* _SHORT TASK_: Locate each line in the items below that contains the string "blanket" and copy those lines out. Case counts.

* _INPUT_:

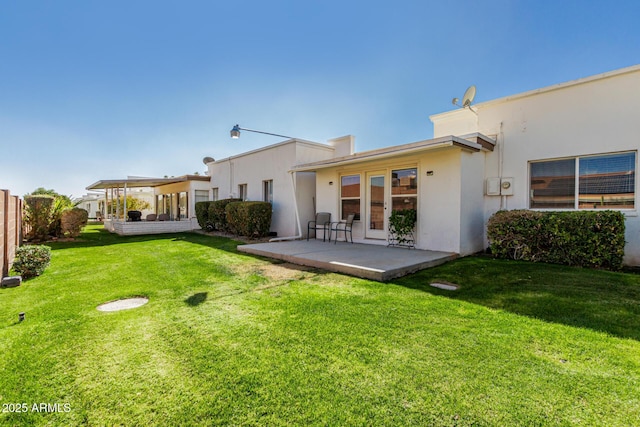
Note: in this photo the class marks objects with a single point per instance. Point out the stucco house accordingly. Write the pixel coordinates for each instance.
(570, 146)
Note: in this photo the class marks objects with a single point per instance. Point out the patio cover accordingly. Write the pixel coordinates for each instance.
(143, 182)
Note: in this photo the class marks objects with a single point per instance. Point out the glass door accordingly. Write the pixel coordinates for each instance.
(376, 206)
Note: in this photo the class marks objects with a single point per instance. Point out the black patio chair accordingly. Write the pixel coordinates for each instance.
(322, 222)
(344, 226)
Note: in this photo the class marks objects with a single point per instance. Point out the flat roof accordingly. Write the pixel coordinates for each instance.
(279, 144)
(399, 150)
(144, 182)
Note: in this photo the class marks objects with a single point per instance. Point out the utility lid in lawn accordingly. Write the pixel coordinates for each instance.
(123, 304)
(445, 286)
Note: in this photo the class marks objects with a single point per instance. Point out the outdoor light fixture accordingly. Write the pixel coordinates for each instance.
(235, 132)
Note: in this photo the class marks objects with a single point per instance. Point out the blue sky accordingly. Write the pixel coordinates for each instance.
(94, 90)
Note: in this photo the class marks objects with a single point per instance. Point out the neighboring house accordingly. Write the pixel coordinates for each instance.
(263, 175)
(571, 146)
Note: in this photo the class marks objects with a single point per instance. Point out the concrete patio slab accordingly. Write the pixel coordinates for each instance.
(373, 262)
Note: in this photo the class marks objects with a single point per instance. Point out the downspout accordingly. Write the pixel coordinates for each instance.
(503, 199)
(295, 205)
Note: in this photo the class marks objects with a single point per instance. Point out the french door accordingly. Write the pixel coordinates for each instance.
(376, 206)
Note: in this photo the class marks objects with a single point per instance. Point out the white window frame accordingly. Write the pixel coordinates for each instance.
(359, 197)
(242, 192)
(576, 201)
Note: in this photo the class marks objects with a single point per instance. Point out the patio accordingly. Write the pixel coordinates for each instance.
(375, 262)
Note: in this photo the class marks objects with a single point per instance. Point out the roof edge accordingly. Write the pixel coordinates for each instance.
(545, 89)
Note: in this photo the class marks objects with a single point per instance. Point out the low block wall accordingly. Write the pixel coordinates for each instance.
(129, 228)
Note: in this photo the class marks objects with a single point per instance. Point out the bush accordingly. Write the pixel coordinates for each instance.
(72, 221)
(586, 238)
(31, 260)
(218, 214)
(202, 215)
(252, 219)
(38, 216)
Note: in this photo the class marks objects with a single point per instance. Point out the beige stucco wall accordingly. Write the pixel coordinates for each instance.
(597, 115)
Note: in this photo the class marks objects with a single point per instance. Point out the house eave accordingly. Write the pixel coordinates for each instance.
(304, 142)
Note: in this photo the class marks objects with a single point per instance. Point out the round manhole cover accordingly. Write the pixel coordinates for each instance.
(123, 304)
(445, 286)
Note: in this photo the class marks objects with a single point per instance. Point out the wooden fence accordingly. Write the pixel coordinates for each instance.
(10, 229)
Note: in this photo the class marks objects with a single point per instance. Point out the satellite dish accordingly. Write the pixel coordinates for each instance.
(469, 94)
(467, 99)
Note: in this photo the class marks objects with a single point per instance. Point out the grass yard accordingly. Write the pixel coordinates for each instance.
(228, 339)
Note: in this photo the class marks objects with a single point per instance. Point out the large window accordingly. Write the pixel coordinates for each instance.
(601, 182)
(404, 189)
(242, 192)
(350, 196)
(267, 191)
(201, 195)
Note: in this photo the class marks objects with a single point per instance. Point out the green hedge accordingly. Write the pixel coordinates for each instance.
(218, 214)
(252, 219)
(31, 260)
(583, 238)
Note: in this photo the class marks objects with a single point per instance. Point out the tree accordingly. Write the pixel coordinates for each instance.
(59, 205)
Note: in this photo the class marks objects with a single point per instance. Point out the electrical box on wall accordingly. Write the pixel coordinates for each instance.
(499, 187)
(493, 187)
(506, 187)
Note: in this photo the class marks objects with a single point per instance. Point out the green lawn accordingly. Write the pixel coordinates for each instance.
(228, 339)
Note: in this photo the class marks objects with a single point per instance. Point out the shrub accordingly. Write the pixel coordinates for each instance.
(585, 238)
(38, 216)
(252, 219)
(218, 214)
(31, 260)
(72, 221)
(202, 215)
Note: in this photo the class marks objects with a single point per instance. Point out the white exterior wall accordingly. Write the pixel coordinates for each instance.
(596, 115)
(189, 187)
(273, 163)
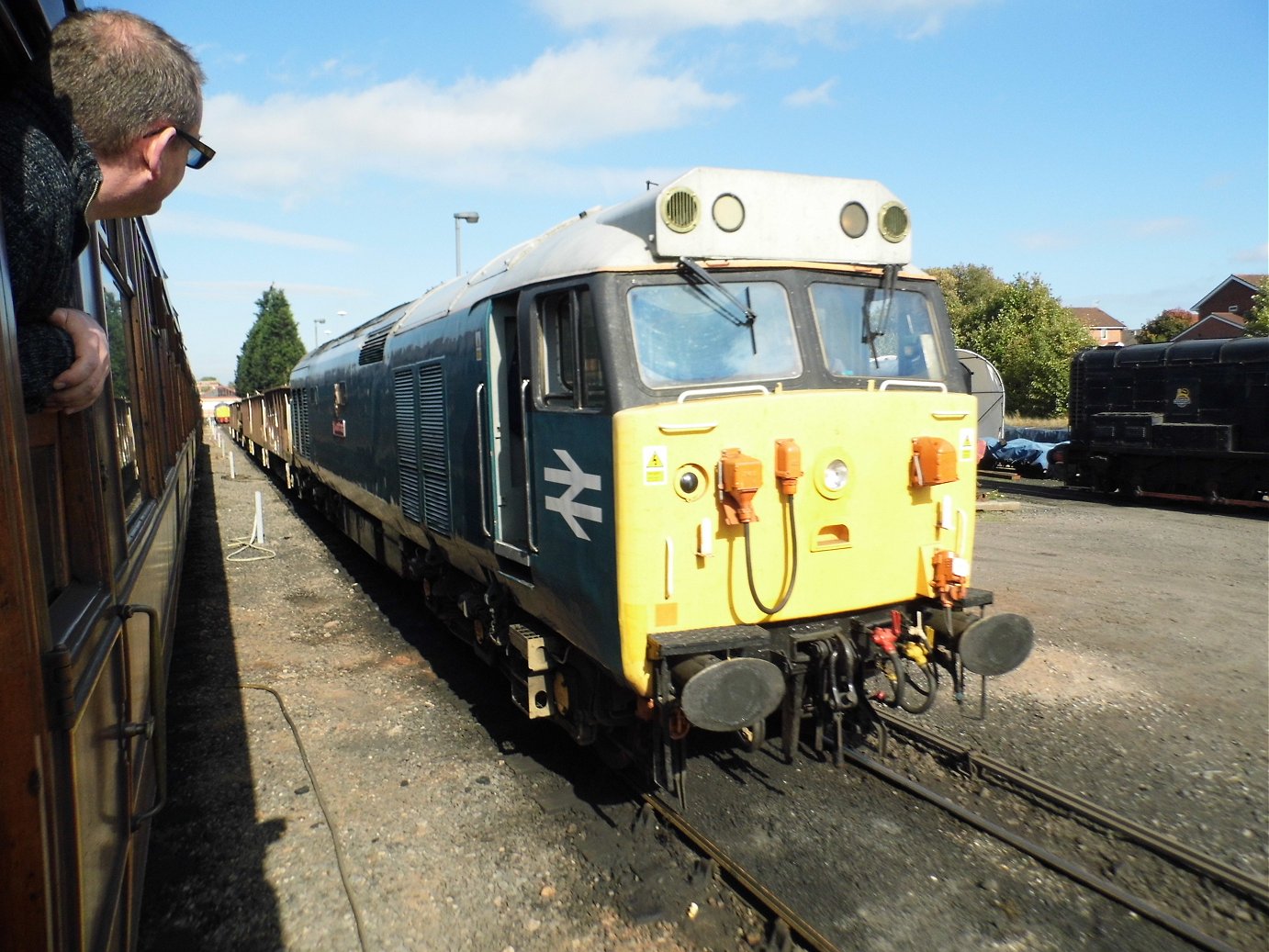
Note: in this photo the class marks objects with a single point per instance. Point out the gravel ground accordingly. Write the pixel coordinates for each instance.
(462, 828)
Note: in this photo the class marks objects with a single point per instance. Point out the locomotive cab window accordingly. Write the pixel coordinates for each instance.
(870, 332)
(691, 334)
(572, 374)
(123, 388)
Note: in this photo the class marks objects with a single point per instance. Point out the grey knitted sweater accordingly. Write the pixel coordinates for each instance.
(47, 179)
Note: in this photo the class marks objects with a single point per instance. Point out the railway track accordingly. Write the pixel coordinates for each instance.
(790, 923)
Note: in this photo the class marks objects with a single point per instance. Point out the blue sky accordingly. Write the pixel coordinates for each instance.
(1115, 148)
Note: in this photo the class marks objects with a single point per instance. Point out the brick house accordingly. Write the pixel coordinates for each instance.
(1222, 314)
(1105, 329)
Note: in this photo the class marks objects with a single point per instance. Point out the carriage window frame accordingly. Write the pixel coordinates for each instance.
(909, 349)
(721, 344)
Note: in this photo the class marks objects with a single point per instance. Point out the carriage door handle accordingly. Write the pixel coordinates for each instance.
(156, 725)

...

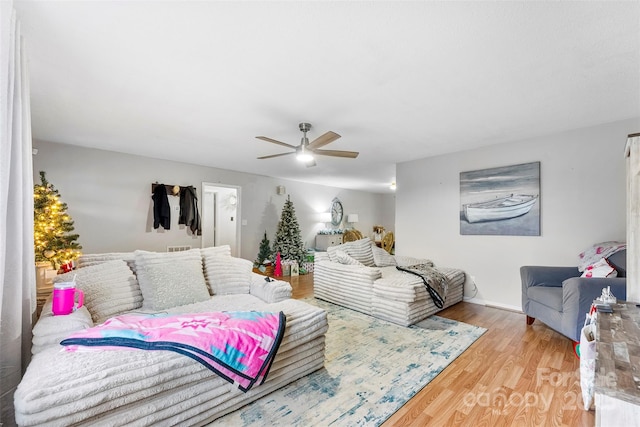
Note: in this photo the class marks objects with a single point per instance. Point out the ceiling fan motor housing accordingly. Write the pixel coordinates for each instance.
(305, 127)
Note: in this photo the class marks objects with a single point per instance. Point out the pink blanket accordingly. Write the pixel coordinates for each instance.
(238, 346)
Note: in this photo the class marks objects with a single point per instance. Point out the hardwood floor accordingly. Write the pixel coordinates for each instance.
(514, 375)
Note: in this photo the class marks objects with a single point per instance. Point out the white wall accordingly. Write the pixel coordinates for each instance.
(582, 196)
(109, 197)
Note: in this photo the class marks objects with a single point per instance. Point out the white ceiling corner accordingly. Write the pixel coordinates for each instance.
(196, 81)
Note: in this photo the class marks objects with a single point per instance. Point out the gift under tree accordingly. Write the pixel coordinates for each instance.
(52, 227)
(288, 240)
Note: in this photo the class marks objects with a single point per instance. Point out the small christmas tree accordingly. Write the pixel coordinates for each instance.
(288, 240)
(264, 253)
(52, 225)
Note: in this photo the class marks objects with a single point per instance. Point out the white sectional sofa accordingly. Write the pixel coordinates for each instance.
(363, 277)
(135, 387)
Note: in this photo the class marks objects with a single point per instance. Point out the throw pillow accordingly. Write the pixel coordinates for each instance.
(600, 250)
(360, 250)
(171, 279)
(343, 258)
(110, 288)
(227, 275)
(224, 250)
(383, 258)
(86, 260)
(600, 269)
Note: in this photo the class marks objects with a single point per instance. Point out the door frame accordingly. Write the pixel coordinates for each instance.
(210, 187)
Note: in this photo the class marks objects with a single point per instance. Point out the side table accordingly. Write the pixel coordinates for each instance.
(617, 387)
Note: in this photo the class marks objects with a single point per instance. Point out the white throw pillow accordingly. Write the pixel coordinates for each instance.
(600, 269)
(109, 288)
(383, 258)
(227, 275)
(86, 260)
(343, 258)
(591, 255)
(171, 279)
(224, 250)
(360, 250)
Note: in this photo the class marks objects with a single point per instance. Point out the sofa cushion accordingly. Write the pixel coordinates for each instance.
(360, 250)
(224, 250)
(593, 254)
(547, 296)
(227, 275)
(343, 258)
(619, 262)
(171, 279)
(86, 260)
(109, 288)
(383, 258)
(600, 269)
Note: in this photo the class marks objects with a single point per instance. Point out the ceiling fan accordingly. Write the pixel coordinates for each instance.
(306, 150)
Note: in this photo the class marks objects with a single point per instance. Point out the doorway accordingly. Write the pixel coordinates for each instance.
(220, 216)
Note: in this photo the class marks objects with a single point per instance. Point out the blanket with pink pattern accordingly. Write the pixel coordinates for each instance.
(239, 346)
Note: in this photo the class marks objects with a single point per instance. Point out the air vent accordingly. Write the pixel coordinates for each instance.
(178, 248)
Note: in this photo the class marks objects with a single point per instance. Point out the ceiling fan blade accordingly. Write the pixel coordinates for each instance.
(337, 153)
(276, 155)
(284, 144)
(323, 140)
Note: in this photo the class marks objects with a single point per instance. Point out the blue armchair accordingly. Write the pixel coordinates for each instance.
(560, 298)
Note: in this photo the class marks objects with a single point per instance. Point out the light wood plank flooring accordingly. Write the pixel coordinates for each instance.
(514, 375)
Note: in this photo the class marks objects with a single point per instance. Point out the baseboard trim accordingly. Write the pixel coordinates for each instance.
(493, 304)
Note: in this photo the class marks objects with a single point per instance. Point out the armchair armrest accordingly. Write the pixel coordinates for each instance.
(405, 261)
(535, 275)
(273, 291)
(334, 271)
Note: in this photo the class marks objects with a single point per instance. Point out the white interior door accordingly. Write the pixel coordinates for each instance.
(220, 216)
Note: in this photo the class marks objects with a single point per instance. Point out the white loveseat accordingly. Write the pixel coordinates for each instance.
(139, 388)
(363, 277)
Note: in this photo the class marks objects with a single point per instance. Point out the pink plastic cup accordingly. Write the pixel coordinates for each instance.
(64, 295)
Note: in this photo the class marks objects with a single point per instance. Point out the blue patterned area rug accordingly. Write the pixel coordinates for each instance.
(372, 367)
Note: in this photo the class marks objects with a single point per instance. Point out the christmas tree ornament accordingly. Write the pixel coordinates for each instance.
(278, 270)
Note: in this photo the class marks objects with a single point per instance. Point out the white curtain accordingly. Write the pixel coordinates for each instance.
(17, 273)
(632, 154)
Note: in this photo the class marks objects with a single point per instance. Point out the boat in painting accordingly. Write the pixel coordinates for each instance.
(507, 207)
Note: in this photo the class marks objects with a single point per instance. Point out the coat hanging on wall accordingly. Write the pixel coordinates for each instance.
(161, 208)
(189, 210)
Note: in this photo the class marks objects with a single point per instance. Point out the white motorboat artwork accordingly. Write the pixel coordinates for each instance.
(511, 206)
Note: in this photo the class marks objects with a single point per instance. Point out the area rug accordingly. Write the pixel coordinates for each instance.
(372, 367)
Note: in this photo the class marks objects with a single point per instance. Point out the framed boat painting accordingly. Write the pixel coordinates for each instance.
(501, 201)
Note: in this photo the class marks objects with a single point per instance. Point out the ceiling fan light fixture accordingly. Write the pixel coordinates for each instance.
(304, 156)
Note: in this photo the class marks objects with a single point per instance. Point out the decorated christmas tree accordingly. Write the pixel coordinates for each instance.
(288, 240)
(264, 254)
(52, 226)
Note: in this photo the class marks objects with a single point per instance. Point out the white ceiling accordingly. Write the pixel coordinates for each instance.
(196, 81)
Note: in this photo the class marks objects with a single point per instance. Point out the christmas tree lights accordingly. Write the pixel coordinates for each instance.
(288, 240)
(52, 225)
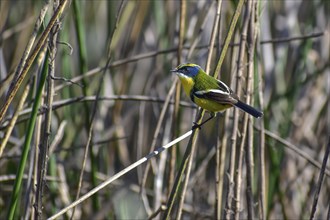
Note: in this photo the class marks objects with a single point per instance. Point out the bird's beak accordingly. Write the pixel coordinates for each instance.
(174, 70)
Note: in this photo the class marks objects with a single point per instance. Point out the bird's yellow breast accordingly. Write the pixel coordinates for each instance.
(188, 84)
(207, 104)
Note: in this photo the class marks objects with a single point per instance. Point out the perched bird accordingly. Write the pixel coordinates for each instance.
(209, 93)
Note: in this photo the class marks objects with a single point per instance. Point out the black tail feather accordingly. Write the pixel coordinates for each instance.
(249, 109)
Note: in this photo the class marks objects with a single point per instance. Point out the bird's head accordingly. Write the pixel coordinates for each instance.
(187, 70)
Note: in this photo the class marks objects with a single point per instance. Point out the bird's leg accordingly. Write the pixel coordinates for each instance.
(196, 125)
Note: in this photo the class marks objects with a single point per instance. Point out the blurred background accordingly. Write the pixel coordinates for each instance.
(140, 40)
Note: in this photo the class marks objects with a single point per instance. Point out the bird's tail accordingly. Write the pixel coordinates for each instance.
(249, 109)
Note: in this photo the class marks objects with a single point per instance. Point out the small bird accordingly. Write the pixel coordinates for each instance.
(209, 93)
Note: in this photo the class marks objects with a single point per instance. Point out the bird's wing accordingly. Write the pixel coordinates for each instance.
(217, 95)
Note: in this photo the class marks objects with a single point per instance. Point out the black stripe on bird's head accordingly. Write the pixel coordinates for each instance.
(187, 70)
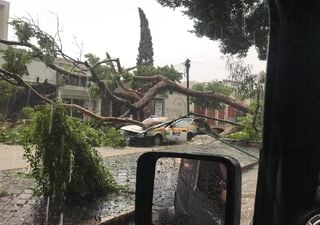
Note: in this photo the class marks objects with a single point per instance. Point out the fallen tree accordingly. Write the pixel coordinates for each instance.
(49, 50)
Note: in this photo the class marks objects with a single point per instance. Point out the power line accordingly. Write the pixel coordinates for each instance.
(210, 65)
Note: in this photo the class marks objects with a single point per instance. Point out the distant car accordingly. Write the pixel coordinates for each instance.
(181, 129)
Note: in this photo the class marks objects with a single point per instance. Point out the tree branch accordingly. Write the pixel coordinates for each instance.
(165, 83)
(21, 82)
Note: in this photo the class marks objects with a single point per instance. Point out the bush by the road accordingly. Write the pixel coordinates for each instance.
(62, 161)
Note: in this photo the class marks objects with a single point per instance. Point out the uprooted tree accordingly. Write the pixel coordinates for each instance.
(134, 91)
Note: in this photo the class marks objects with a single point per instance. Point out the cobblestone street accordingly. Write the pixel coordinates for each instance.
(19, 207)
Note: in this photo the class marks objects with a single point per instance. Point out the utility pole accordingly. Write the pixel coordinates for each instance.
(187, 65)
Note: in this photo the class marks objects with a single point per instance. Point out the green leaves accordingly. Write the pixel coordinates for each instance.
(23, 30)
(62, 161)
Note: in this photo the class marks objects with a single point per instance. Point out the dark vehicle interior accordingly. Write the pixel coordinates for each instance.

* _RESPONSE TO THE TASK_:
Note: in this photo the class marks objects with a single point per instance. Point out the pink blanket accordingly. Write the pixel coordinates for each instance.
Note: in this photo the class marks objects with a single point per instance. Point out the blanket with pink pattern accordingly. Write the pixel coordinates for each instance.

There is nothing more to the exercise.